Direction: Copy out every one of the entries below word for word, leaving out the pictures.

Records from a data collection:
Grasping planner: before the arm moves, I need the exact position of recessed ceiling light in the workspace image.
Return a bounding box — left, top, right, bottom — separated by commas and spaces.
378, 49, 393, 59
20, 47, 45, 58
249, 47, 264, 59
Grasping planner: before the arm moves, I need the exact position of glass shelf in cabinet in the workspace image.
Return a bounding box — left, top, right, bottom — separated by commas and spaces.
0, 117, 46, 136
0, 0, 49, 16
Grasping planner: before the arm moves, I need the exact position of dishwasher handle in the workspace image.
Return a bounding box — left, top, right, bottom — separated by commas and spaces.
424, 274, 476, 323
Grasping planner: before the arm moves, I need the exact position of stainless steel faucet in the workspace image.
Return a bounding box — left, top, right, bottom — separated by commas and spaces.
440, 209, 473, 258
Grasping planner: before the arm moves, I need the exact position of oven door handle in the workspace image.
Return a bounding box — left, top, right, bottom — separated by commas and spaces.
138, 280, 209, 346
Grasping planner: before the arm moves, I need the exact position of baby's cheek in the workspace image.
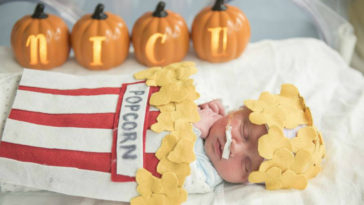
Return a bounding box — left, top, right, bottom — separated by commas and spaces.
215, 160, 244, 183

Reply to the exercise:
Grasping planner: before the arm moves, I need the exact position of recessed ceiling light in the workspace image.
Return a bounding box — left, top, right, bottom — separated by commas and spaces.
378, 49, 393, 59
20, 47, 45, 58
249, 47, 264, 59
Grasping planner: before the arm moves, I need the exact position of glass shelf in cabinet in the workspace image.
Return a bounding box — left, top, right, bottom — separated by commas and spaces.
0, 117, 46, 136
0, 0, 49, 16
Grasping planner: before the arm moves, I need the exact position of dishwasher handle in the workspace image.
Return a bounding box — left, top, right, bottom — separated by commas and spaces.
424, 274, 476, 323
Grasping planner: before the arm moves, I need the exact position of stainless steel faucet in the workspace image.
Return a bounding box — left, top, right, bottom — separated by commas and spaces.
440, 209, 473, 258
Grasping planner: before the arm moves, I need the exact position of oven door handle in the workspace image.
Return a bounding box — left, top, right, bottom — separated by commas and spaces.
138, 280, 209, 346
Grasping planner: before the arm moves, I need the exact position of baby's cheek in the workspace image.
Return a bounding box — left, top, right, bottom — separated by commas and spaces.
215, 160, 244, 183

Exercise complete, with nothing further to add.